Source passage:
☆ ☆ ☆ ☆ ☆
The Ukrainian authorities evacuated more than 100 women, children and the elderly from the Azovstal steelworks in the first two days of an evacuation operation, Deputy Prime Minister Iryna Vereshchuk said on Telegram on May 1.
She said the Mariupol humanitarian operation continues, and hundreds of civilians still remain besieged in Azovstal together with the Ukrainian soldiers defending Mariupol. According to the minister, the situation appears to be turning into a real humanitarian catastrophe, with the trapped civilians running out of water, food and medicine.
Vereshchuk added that repeated attempts to evacuate civilians in recent weeks had failed, and Ukrainian President Volodymyr Zelensky had taken personal charge of the situation.
The minister noted that on April 27 the President of Ukraine met with the UN Secretary General Antonio Guterres. The outcome of the meeting was an agreement on a joint humanitarian operation by Ukraine together with the UN and the International Committee of the Red Cross.
☆ ☆ ☆ ☆ ☆
Provided data:
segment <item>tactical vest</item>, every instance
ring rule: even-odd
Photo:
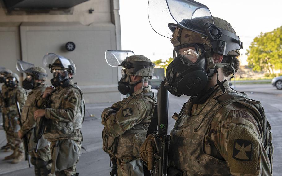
☆ ☆ ☆ ☆ ☆
List of tasks:
1) Name every person the Azovstal passage identifies by full name.
2) Reproduce the part of the Azovstal passage that begins at the words "She said the" and stops after the words "food and medicine.".

Set of answers:
1)
Iryna Vereshchuk
Volodymyr Zelensky
Antonio Guterres

2)
She said the Mariupol humanitarian operation continues, and hundreds of civilians still remain besieged in Azovstal together with the Ukrainian soldiers defending Mariupol. According to the minister, the situation appears to be turning into a real humanitarian catastrophe, with the trapped civilians running out of water, food and medicine.